» **Aim**
Gather every line below that contains the string "blue". Case counts.

» **Stored records**
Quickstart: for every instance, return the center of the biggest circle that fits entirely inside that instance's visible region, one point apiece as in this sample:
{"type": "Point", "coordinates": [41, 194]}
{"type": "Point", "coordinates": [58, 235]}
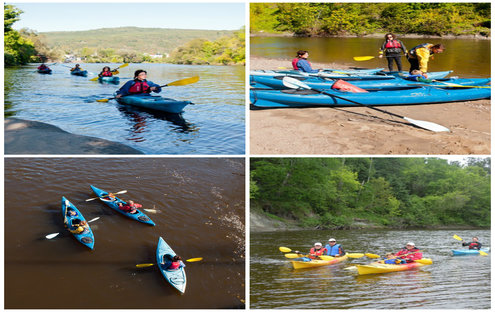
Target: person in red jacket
{"type": "Point", "coordinates": [130, 207]}
{"type": "Point", "coordinates": [409, 253]}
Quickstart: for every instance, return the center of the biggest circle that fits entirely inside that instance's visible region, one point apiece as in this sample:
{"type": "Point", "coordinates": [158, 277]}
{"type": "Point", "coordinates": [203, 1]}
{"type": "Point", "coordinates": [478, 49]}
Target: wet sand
{"type": "Point", "coordinates": [359, 130]}
{"type": "Point", "coordinates": [32, 137]}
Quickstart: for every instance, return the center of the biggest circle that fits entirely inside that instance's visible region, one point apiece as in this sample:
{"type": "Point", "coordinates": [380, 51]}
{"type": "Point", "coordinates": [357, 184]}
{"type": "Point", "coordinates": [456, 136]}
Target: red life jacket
{"type": "Point", "coordinates": [139, 87]}
{"type": "Point", "coordinates": [174, 265]}
{"type": "Point", "coordinates": [392, 44]}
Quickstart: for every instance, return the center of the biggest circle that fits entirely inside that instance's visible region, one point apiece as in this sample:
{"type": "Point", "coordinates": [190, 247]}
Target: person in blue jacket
{"type": "Point", "coordinates": [334, 249]}
{"type": "Point", "coordinates": [301, 62]}
{"type": "Point", "coordinates": [138, 86]}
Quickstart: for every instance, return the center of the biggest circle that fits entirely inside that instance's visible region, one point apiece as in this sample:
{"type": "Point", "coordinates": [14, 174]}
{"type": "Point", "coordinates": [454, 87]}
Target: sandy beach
{"type": "Point", "coordinates": [32, 137]}
{"type": "Point", "coordinates": [364, 131]}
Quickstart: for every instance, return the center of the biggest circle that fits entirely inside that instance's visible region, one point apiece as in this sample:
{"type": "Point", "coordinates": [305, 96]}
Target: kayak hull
{"type": "Point", "coordinates": [157, 103]}
{"type": "Point", "coordinates": [112, 79]}
{"type": "Point", "coordinates": [379, 268]}
{"type": "Point", "coordinates": [139, 216]}
{"type": "Point", "coordinates": [421, 95]}
{"type": "Point", "coordinates": [176, 278]}
{"type": "Point", "coordinates": [321, 83]}
{"type": "Point", "coordinates": [468, 252]}
{"type": "Point", "coordinates": [316, 263]}
{"type": "Point", "coordinates": [83, 73]}
{"type": "Point", "coordinates": [87, 237]}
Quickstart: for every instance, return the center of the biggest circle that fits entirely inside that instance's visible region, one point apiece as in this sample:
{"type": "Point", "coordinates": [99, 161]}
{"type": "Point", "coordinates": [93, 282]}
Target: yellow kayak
{"type": "Point", "coordinates": [377, 268]}
{"type": "Point", "coordinates": [316, 263]}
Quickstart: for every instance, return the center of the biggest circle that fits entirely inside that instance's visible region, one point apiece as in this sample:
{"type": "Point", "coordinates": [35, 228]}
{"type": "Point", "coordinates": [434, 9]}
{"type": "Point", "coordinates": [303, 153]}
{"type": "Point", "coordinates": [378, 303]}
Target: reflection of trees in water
{"type": "Point", "coordinates": [140, 118]}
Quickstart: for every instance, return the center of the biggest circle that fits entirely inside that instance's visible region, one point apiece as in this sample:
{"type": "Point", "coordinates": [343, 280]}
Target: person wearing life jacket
{"type": "Point", "coordinates": [172, 263]}
{"type": "Point", "coordinates": [409, 253]}
{"type": "Point", "coordinates": [393, 49]}
{"type": "Point", "coordinates": [138, 86]}
{"type": "Point", "coordinates": [129, 207]}
{"type": "Point", "coordinates": [301, 62]}
{"type": "Point", "coordinates": [474, 244]}
{"type": "Point", "coordinates": [334, 249]}
{"type": "Point", "coordinates": [106, 72]}
{"type": "Point", "coordinates": [419, 56]}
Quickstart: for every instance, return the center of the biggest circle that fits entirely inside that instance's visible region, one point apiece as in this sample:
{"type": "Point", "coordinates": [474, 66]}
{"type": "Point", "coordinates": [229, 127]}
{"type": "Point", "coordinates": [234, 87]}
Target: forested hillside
{"type": "Point", "coordinates": [330, 19]}
{"type": "Point", "coordinates": [395, 192]}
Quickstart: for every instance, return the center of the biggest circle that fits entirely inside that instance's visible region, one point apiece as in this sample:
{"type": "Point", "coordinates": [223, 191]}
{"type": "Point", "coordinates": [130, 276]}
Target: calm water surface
{"type": "Point", "coordinates": [450, 283]}
{"type": "Point", "coordinates": [201, 213]}
{"type": "Point", "coordinates": [466, 57]}
{"type": "Point", "coordinates": [214, 125]}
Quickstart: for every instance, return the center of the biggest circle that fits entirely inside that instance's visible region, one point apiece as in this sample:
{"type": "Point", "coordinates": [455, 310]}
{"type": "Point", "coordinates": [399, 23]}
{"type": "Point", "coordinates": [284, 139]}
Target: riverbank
{"type": "Point", "coordinates": [33, 137]}
{"type": "Point", "coordinates": [360, 130]}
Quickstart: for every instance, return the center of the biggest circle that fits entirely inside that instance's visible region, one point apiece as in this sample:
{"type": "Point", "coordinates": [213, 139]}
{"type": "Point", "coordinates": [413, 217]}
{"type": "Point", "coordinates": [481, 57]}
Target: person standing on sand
{"type": "Point", "coordinates": [393, 51]}
{"type": "Point", "coordinates": [301, 62]}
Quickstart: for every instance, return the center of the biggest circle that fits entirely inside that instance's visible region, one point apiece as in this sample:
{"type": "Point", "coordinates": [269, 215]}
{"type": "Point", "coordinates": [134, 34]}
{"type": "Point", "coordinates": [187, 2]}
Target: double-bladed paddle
{"type": "Point", "coordinates": [296, 84]}
{"type": "Point", "coordinates": [181, 82]}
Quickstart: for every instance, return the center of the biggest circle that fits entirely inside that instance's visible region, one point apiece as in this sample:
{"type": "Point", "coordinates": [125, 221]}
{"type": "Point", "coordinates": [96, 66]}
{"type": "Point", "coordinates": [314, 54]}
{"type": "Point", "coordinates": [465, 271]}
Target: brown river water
{"type": "Point", "coordinates": [200, 213]}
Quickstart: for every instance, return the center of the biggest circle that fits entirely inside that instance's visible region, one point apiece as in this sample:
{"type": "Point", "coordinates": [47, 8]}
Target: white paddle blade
{"type": "Point", "coordinates": [427, 125]}
{"type": "Point", "coordinates": [293, 83]}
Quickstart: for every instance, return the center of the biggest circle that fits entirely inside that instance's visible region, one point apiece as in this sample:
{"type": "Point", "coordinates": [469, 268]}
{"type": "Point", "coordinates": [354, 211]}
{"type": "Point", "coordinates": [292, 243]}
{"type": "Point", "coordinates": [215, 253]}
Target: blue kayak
{"type": "Point", "coordinates": [157, 103]}
{"type": "Point", "coordinates": [468, 252]}
{"type": "Point", "coordinates": [420, 95]}
{"type": "Point", "coordinates": [112, 79]}
{"type": "Point", "coordinates": [321, 83]}
{"type": "Point", "coordinates": [176, 278]}
{"type": "Point", "coordinates": [78, 72]}
{"type": "Point", "coordinates": [86, 237]}
{"type": "Point", "coordinates": [138, 216]}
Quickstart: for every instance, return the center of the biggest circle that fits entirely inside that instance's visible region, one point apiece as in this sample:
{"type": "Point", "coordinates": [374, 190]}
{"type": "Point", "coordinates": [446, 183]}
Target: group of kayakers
{"type": "Point", "coordinates": [393, 50]}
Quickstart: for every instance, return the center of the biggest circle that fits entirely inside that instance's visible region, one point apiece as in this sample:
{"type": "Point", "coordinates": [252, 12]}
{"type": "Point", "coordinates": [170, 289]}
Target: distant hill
{"type": "Point", "coordinates": [132, 39]}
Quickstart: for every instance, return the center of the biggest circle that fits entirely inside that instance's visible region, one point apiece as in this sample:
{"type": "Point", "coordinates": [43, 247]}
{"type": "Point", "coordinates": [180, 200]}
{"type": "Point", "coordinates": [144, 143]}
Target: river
{"type": "Point", "coordinates": [214, 125]}
{"type": "Point", "coordinates": [466, 57]}
{"type": "Point", "coordinates": [450, 283]}
{"type": "Point", "coordinates": [200, 205]}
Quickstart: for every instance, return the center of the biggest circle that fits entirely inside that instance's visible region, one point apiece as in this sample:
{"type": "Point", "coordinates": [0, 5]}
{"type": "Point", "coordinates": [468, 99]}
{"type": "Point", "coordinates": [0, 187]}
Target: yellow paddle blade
{"type": "Point", "coordinates": [363, 58]}
{"type": "Point", "coordinates": [372, 256]}
{"type": "Point", "coordinates": [185, 81]}
{"type": "Point", "coordinates": [355, 255]}
{"type": "Point", "coordinates": [424, 261]}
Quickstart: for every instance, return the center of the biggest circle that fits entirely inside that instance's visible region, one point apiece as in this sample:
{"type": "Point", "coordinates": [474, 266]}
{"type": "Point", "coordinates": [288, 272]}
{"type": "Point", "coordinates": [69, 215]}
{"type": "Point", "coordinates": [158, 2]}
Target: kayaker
{"type": "Point", "coordinates": [474, 244]}
{"type": "Point", "coordinates": [106, 72]}
{"type": "Point", "coordinates": [172, 263]}
{"type": "Point", "coordinates": [393, 49]}
{"type": "Point", "coordinates": [301, 62]}
{"type": "Point", "coordinates": [138, 86]}
{"type": "Point", "coordinates": [130, 207]}
{"type": "Point", "coordinates": [409, 253]}
{"type": "Point", "coordinates": [419, 56]}
{"type": "Point", "coordinates": [334, 249]}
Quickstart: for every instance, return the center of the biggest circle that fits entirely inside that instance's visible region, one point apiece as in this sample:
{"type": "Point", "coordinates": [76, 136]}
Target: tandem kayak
{"type": "Point", "coordinates": [154, 102]}
{"type": "Point", "coordinates": [86, 238]}
{"type": "Point", "coordinates": [46, 71]}
{"type": "Point", "coordinates": [176, 278]}
{"type": "Point", "coordinates": [112, 79]}
{"type": "Point", "coordinates": [321, 83]}
{"type": "Point", "coordinates": [468, 252]}
{"type": "Point", "coordinates": [139, 216]}
{"type": "Point", "coordinates": [316, 263]}
{"type": "Point", "coordinates": [420, 95]}
{"type": "Point", "coordinates": [377, 268]}
{"type": "Point", "coordinates": [83, 73]}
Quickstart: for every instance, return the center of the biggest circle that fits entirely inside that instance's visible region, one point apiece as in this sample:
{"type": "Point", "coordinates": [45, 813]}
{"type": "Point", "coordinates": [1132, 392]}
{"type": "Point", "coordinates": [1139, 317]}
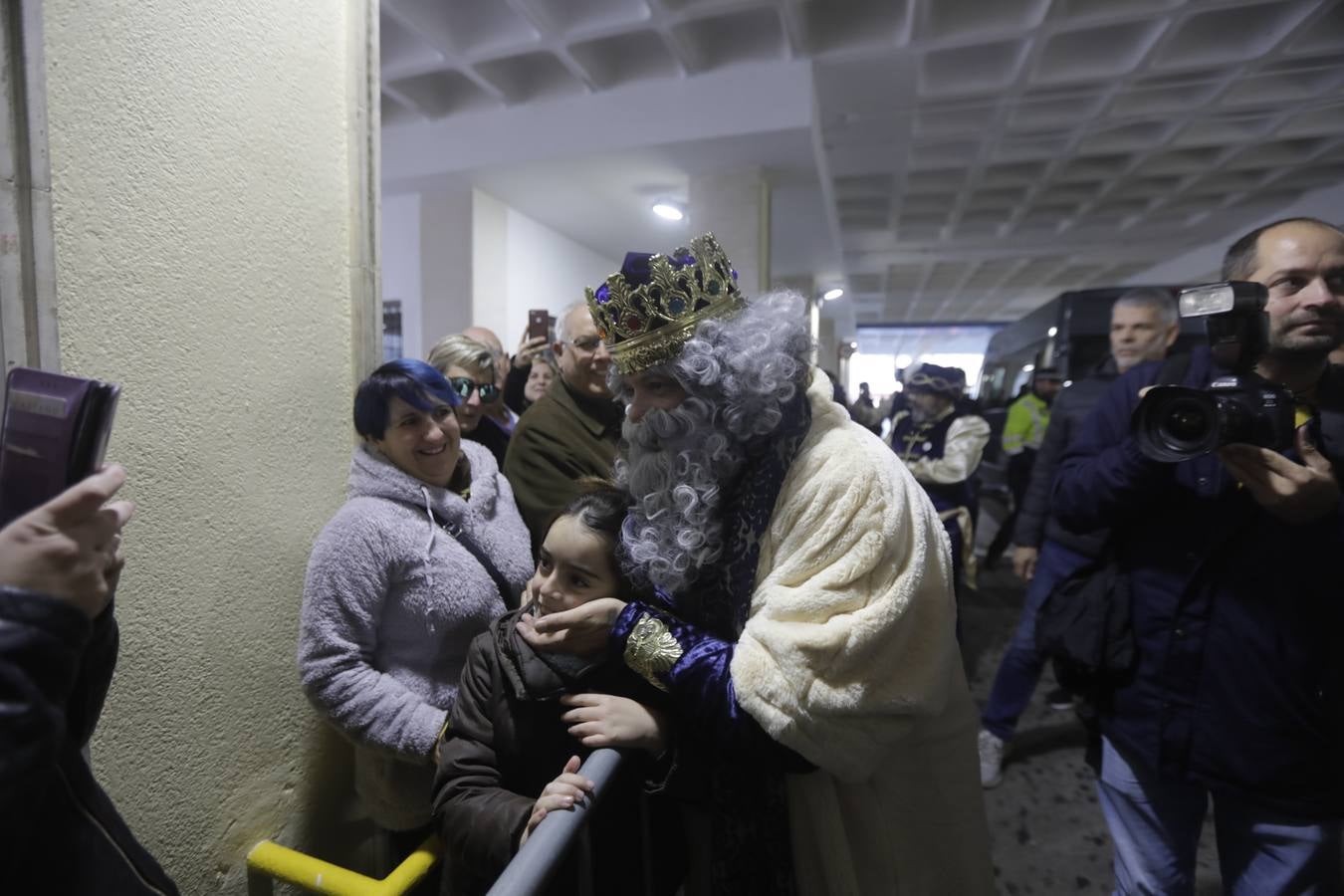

» **In response**
Target: person in blue jacket
Target: blue kayak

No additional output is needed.